===== DATASET ENTRIES =====
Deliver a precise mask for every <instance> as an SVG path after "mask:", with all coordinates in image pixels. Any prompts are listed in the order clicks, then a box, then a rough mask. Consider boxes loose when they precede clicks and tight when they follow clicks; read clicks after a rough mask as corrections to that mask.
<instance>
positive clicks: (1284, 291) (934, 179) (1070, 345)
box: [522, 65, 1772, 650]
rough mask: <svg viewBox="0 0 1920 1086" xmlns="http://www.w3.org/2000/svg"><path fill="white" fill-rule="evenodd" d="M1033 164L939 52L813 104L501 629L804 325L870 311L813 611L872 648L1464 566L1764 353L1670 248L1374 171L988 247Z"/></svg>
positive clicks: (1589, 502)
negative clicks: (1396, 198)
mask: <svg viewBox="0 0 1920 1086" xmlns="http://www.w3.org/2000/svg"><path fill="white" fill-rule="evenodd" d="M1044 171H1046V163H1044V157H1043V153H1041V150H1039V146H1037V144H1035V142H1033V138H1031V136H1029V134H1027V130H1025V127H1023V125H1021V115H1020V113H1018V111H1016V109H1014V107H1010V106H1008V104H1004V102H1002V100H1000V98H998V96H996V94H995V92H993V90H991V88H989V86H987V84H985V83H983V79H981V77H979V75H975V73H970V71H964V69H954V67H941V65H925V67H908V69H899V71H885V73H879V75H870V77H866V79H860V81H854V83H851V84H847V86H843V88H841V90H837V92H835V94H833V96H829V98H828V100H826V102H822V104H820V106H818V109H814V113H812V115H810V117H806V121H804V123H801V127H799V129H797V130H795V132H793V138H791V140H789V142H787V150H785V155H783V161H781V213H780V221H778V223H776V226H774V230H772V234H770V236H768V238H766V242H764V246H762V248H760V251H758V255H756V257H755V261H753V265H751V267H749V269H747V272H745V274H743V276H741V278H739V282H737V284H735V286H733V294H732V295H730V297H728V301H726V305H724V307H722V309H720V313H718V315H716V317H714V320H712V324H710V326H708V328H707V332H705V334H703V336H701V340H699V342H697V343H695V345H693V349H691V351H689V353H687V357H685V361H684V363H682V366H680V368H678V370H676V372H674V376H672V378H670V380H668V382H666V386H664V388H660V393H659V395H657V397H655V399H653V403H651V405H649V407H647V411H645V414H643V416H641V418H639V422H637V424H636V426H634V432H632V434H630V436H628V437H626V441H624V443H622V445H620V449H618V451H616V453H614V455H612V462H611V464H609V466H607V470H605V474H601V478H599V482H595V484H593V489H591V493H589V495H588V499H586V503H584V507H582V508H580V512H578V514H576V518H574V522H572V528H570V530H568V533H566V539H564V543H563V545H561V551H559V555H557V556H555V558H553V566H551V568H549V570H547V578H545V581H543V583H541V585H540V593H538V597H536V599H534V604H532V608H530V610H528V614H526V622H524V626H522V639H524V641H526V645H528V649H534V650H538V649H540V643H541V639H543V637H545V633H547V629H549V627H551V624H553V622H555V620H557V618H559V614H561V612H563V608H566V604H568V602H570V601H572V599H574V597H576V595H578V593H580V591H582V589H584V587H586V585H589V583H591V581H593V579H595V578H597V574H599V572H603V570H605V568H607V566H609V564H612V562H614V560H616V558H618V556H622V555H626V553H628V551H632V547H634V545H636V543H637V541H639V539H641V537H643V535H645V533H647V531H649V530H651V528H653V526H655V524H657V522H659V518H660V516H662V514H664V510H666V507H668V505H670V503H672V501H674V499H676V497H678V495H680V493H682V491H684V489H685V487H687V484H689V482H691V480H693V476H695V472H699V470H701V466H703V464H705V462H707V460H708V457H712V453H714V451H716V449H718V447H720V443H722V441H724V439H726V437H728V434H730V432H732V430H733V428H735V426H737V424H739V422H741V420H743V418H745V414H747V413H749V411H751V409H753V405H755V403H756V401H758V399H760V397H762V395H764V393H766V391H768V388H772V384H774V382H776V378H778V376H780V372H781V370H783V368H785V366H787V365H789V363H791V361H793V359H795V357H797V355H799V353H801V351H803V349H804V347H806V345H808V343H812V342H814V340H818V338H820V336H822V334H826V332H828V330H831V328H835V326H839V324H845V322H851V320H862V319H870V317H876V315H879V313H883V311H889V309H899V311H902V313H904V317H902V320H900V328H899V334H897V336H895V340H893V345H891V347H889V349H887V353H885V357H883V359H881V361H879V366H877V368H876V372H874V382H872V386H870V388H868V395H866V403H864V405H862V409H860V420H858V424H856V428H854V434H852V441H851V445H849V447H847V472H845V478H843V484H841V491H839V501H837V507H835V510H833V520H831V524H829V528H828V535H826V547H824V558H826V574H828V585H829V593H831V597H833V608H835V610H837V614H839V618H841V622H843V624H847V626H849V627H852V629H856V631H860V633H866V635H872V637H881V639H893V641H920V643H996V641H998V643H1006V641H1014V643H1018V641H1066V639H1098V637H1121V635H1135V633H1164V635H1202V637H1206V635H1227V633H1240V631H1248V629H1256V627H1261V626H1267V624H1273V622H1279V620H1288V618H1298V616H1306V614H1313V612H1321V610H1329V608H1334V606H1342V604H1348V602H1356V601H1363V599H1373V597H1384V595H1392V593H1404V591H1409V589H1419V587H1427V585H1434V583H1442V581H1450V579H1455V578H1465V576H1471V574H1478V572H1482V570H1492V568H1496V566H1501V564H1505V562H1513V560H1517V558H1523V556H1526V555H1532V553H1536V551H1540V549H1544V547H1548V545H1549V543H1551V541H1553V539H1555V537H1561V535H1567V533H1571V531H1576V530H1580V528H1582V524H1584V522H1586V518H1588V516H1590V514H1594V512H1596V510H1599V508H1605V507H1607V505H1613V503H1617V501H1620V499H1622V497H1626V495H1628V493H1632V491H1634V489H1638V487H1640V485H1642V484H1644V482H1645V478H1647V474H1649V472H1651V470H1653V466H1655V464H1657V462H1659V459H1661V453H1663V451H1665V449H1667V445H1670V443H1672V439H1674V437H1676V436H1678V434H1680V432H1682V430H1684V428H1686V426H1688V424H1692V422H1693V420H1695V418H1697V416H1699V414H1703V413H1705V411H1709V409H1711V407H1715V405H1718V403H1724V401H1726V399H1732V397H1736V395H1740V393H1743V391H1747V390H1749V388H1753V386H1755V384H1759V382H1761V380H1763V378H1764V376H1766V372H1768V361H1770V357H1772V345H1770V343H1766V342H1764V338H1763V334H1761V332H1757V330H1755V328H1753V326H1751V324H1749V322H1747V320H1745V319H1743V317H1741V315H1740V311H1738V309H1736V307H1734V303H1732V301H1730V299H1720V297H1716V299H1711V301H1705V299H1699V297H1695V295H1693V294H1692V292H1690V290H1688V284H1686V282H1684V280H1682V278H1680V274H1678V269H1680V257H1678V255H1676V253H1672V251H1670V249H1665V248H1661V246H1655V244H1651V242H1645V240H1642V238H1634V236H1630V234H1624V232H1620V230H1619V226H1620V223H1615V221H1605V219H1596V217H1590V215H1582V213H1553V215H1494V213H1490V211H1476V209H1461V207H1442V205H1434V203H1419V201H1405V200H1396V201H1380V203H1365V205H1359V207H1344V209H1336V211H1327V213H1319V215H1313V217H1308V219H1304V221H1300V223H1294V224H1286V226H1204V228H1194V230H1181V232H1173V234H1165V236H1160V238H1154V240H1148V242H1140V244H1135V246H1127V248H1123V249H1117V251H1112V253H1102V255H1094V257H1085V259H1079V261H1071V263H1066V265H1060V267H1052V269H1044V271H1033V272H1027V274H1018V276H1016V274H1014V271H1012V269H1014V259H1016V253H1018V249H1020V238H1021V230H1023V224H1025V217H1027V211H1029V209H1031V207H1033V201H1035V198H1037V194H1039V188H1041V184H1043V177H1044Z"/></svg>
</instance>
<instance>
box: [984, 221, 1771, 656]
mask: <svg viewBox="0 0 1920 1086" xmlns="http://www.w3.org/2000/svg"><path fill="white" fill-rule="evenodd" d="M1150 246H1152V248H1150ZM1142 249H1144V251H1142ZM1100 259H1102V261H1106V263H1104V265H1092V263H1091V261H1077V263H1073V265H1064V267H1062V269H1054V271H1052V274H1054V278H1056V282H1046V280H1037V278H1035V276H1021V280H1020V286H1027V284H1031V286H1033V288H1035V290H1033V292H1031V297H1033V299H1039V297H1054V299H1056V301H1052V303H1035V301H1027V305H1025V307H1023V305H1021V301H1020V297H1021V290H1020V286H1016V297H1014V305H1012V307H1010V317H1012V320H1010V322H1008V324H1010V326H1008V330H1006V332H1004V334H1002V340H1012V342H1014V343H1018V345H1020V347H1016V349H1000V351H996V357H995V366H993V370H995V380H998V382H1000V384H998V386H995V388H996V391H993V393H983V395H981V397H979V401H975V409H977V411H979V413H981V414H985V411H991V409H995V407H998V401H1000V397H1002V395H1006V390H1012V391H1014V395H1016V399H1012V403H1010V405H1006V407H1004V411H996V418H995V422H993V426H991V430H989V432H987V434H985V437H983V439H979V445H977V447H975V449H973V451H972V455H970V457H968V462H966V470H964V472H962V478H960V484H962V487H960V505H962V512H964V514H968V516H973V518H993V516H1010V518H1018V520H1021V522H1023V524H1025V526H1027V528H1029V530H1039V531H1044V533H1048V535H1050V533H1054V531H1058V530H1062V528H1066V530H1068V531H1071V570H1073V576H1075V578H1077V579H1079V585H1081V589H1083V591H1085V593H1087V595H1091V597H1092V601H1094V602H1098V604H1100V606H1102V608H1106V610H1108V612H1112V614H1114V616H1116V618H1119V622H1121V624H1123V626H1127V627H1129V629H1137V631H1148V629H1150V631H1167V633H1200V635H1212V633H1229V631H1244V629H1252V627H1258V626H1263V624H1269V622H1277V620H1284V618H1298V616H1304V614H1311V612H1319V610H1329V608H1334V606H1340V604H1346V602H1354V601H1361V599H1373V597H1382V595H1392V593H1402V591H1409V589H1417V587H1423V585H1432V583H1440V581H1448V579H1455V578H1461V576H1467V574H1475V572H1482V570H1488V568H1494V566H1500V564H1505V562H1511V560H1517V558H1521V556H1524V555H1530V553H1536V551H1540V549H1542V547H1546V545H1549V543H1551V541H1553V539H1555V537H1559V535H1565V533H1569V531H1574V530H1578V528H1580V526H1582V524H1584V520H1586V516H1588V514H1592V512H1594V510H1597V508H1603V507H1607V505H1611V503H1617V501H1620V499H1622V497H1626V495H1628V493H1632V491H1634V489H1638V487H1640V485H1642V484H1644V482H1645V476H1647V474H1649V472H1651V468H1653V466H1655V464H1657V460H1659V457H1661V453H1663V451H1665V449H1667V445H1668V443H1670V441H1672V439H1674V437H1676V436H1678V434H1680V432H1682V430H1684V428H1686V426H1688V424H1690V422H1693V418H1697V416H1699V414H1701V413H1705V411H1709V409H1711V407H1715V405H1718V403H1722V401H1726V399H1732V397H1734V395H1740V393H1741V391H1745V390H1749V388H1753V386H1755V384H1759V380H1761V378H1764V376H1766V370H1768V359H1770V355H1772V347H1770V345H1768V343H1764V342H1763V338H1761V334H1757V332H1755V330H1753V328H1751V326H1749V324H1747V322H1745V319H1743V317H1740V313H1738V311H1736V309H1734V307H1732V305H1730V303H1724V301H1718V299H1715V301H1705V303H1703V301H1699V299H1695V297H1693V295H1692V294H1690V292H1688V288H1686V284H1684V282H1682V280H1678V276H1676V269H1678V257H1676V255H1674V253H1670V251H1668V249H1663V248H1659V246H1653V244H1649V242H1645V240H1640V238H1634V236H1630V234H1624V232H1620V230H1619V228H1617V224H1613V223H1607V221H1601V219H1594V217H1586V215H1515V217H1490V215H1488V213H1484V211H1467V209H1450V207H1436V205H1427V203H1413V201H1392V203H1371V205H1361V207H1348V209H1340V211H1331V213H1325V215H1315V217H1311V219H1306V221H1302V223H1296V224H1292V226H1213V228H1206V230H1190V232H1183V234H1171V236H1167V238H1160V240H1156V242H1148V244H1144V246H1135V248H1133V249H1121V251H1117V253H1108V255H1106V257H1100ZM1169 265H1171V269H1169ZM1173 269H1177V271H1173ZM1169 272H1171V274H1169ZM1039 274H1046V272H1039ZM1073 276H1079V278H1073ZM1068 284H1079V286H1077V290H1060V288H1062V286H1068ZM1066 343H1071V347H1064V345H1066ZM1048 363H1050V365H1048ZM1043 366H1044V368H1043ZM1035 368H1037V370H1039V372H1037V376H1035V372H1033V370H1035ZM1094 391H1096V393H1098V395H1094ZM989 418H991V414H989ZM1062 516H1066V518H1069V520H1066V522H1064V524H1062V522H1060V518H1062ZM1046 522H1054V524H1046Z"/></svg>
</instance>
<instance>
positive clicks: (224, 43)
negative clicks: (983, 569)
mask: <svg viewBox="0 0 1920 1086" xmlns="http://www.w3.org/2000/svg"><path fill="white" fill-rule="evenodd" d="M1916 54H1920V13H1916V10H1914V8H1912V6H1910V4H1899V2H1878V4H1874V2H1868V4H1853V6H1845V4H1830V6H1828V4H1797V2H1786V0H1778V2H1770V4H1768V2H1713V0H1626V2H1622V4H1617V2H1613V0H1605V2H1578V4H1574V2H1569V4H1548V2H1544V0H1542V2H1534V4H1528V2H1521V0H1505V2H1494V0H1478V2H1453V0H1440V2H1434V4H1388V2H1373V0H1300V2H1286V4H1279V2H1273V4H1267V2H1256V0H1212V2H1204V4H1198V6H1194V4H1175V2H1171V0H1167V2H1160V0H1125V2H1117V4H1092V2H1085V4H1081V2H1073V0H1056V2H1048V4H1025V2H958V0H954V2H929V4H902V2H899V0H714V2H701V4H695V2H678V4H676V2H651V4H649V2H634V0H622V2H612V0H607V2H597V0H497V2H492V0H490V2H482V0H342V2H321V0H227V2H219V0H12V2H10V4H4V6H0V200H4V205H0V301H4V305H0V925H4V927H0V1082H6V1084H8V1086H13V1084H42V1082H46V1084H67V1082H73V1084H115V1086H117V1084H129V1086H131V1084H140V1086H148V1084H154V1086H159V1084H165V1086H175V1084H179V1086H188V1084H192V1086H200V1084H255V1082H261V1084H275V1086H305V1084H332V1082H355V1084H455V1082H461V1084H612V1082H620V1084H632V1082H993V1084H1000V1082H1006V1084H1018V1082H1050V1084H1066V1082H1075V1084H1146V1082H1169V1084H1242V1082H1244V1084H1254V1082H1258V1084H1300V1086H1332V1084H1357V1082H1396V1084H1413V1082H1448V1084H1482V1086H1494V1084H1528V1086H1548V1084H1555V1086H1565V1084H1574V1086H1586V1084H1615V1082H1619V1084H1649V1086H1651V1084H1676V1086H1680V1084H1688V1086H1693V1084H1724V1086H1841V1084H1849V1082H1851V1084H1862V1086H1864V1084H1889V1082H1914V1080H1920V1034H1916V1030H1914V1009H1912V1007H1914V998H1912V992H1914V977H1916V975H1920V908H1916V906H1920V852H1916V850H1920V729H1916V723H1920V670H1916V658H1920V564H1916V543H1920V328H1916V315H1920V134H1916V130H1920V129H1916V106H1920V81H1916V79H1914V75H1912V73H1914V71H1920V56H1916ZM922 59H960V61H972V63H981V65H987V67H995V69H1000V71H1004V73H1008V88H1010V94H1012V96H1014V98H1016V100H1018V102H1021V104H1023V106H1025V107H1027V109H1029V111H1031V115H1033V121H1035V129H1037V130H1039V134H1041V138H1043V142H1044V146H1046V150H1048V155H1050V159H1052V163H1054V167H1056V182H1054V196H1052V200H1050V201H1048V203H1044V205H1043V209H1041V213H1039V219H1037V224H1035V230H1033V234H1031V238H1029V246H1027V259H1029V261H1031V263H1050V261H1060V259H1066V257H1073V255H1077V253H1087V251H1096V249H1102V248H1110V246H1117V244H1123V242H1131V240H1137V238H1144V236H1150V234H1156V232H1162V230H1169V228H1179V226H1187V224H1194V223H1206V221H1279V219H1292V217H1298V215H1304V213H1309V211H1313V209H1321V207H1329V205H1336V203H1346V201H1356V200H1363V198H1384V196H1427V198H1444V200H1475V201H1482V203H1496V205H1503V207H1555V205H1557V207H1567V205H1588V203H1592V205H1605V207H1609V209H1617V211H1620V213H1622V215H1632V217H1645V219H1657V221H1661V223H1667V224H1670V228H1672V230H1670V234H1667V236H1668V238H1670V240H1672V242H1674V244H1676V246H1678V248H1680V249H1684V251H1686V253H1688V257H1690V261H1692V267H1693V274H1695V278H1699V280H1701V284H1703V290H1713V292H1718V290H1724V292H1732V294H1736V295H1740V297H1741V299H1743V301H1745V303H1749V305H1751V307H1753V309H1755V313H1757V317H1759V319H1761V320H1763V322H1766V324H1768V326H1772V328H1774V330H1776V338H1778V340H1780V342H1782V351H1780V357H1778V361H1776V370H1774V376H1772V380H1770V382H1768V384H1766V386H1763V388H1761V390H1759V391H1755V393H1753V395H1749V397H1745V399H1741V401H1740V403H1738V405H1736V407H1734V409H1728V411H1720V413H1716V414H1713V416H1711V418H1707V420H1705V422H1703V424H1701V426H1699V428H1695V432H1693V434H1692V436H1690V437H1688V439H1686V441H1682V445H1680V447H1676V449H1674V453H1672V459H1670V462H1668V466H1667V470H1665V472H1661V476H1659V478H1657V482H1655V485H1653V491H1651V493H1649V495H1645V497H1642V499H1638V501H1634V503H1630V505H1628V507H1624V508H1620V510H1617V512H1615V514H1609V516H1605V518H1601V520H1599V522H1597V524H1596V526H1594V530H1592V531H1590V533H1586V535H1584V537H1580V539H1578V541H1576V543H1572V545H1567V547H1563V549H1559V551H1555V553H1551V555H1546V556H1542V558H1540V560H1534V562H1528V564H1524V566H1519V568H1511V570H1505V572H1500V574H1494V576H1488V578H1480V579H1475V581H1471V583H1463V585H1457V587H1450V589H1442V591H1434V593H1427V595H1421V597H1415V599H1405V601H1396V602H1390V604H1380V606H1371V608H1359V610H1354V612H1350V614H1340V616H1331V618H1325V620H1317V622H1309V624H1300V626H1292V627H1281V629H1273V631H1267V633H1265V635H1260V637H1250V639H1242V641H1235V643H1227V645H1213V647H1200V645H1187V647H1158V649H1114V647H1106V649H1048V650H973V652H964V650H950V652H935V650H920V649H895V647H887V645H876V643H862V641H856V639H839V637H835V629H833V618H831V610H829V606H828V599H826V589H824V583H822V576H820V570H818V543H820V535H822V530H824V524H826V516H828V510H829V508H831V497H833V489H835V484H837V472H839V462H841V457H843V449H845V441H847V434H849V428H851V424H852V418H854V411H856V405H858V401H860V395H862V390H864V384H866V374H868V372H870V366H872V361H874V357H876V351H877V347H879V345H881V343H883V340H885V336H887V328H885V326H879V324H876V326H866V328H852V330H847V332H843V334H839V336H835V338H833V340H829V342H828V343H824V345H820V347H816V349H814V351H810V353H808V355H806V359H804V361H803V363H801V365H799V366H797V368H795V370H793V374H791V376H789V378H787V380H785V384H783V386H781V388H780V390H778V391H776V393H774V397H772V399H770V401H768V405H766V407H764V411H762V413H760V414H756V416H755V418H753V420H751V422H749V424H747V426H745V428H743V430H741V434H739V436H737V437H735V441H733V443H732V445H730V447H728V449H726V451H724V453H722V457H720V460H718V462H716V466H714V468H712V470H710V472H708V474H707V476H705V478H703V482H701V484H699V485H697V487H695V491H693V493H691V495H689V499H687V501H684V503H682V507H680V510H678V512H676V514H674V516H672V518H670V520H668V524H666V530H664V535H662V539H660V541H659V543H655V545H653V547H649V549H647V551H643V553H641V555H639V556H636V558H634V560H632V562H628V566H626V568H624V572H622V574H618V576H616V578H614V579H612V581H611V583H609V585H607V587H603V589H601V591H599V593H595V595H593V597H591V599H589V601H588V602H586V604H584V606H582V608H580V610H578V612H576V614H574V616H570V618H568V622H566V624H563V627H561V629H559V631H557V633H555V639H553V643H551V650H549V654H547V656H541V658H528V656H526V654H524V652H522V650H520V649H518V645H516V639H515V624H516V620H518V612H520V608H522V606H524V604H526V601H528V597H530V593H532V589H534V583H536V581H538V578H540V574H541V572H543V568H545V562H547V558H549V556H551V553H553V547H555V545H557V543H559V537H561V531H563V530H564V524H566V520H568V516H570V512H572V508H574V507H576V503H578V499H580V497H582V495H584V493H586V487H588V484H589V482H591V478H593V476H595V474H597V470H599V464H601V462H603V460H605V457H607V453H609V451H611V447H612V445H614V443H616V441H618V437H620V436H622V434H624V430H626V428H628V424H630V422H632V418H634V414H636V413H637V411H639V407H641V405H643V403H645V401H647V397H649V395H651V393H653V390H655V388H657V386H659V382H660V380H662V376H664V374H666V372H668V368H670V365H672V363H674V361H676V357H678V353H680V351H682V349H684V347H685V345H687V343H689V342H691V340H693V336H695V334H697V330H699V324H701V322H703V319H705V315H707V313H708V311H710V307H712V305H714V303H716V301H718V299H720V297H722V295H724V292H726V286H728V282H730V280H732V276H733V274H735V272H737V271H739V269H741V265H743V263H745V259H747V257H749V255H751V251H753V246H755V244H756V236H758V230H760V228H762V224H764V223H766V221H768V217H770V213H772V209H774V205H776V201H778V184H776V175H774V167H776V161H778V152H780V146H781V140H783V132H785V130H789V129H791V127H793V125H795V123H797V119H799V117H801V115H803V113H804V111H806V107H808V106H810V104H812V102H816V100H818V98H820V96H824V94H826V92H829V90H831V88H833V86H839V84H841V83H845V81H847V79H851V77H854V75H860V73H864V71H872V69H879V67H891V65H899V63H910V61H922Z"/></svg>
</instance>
=====
EXERCISE AIM:
Copy out, word for word, every line from the start of the data through the line containing "box: [522, 65, 1772, 650]", including that line.

WRITTEN REPLY:
Deliver a precise mask for every <instance> as an SVG path after "mask:", with all coordinates in image pixels. Any prompts are listed in the order clicks, then a box, then a rough mask. Consider boxes loose when they precede clicks and tight when they follow clicks; read clicks after a rough mask as corrections to that mask.
<instance>
positive clicks: (1284, 291) (934, 179) (1070, 345)
box: [522, 65, 1772, 650]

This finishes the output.